> **What the exercise asks**
Exactly as they appear below, repeat the lines from the one with "Plain rules. Mark every instance of the yellow decorative" through the one with "Plain rules. Mark every instance of the arched window", and no others.

> **Data supplied**
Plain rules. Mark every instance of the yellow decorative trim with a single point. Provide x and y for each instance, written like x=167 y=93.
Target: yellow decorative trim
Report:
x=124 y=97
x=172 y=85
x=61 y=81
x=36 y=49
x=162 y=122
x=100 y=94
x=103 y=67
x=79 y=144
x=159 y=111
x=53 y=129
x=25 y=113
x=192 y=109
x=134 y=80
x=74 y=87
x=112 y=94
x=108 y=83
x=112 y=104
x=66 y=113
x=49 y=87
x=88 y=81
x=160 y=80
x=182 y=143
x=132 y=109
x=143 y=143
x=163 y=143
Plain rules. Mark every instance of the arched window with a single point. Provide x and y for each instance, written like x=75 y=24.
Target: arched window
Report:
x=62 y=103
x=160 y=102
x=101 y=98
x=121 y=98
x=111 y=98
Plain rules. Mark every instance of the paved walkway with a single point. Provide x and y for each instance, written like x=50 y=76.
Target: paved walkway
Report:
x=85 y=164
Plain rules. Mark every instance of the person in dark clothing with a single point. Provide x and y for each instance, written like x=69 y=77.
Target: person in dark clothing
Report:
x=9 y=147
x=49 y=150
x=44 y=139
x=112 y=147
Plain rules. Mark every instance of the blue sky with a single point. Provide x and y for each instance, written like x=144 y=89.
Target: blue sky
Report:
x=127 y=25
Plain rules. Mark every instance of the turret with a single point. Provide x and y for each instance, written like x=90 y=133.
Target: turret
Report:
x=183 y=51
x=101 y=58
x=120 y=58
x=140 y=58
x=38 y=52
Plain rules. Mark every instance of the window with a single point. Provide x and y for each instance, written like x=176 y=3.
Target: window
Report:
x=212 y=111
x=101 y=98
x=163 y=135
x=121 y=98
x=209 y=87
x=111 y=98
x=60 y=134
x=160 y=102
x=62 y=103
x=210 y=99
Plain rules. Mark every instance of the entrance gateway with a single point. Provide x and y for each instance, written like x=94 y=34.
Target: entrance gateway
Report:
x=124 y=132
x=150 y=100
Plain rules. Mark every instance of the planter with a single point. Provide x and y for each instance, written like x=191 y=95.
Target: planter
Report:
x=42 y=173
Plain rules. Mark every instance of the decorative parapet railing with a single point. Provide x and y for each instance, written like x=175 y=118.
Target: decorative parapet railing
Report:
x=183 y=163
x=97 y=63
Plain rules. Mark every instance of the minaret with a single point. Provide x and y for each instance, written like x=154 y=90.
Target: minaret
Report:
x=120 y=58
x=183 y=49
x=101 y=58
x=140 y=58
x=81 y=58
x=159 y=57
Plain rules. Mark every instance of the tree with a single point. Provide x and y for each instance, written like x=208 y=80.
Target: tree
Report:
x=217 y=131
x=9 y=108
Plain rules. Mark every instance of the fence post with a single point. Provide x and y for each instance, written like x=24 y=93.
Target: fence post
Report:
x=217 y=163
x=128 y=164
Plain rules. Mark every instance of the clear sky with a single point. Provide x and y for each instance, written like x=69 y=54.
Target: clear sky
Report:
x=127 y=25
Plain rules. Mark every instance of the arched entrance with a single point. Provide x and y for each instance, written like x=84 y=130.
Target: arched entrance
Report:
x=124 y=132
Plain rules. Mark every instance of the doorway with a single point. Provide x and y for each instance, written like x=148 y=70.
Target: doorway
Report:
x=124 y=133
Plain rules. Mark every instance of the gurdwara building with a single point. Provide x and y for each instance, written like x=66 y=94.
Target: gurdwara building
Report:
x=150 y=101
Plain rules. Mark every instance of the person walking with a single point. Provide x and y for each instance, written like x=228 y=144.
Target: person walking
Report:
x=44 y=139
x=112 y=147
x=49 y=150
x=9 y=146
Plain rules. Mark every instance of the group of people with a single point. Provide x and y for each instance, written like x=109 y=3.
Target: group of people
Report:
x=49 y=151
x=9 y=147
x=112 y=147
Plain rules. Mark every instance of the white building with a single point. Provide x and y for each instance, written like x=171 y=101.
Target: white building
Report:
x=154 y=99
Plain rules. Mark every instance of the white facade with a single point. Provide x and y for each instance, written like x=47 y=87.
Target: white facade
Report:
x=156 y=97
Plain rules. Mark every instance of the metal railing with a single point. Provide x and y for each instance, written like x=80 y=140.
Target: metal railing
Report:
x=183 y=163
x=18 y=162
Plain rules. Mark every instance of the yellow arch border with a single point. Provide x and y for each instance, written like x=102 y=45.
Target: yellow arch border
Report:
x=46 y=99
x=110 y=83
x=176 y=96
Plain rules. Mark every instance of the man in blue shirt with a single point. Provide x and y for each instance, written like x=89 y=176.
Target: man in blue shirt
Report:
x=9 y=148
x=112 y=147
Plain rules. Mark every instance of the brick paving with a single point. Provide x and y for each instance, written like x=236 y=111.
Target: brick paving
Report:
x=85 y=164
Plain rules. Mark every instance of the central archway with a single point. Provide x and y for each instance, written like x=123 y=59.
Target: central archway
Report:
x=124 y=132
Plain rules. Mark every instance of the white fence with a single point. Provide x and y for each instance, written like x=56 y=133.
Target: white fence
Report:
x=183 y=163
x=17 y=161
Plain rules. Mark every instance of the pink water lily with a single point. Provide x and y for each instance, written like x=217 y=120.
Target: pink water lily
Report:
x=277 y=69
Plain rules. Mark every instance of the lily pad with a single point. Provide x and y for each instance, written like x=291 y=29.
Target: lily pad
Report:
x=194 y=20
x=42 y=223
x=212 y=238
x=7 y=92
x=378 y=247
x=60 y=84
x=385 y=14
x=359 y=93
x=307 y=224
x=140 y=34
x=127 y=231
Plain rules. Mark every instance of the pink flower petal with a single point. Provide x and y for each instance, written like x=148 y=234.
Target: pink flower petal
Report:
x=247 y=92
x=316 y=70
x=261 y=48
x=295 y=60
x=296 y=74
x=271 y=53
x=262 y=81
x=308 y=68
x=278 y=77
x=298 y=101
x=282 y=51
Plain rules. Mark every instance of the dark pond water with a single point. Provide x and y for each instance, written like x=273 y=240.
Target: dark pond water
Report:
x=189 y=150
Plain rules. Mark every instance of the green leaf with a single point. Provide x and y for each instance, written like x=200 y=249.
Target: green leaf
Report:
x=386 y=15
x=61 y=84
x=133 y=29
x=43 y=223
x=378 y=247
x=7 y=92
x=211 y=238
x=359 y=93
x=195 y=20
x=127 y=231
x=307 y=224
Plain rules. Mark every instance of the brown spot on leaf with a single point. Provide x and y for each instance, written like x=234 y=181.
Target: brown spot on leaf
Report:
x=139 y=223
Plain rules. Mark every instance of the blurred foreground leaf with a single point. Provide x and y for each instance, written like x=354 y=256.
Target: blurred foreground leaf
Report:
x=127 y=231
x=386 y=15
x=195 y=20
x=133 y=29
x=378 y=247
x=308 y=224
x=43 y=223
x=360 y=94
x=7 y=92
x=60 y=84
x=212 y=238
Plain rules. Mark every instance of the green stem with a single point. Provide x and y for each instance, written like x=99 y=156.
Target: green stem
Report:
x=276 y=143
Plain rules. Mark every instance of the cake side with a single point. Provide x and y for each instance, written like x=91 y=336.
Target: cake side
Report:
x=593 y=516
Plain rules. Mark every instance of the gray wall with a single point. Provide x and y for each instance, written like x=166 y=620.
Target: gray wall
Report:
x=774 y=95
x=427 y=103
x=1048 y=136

...

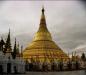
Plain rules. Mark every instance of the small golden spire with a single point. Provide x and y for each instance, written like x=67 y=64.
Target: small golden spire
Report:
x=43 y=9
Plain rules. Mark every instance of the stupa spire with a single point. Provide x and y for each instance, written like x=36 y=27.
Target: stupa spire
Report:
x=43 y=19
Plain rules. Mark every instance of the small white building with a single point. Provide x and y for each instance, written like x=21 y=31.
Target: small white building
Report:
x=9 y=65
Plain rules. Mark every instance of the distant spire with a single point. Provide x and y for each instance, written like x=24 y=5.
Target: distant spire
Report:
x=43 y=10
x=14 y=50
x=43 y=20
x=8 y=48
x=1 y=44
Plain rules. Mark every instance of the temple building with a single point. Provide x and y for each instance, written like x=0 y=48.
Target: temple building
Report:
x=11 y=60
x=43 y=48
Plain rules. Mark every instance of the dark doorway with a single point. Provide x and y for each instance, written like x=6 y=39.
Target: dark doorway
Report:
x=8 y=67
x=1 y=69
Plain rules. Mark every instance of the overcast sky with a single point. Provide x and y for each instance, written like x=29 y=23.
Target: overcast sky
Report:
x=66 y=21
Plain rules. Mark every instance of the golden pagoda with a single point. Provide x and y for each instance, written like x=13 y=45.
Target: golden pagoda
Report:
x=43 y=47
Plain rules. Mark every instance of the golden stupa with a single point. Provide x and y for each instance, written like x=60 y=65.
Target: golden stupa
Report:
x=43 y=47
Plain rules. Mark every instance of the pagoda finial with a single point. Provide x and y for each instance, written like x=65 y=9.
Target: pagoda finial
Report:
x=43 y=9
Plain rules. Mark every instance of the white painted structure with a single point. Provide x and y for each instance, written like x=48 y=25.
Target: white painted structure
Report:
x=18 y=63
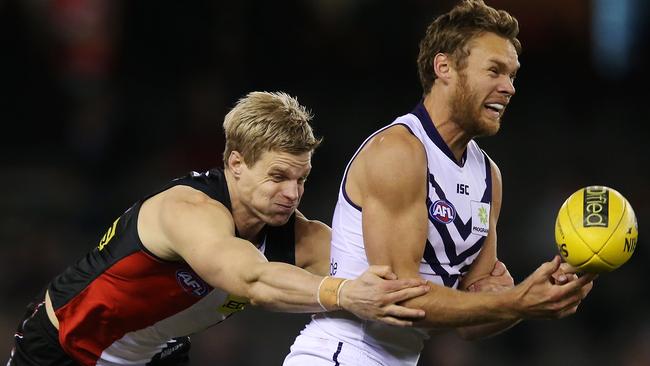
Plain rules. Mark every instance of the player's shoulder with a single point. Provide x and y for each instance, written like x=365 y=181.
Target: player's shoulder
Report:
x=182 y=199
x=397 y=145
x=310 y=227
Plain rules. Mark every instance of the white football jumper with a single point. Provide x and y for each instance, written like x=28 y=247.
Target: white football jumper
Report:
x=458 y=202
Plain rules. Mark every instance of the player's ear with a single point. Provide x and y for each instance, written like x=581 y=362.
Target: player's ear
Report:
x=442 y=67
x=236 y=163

> **Exercise answer**
Plain rules. Mark every instance of the yellow decorative trim with a single point. Provide x and y for each instance, written like x=167 y=93.
Target: yellow decorative trim
Report:
x=124 y=97
x=172 y=85
x=61 y=81
x=36 y=49
x=162 y=122
x=100 y=94
x=103 y=67
x=79 y=144
x=159 y=111
x=53 y=129
x=25 y=113
x=192 y=109
x=134 y=80
x=74 y=87
x=112 y=94
x=108 y=83
x=112 y=104
x=66 y=113
x=49 y=87
x=88 y=81
x=160 y=80
x=182 y=143
x=132 y=109
x=143 y=143
x=163 y=143
Plain rules. Mark every instance of the arched window with a single point. Provide x and y for each instance, written like x=75 y=24.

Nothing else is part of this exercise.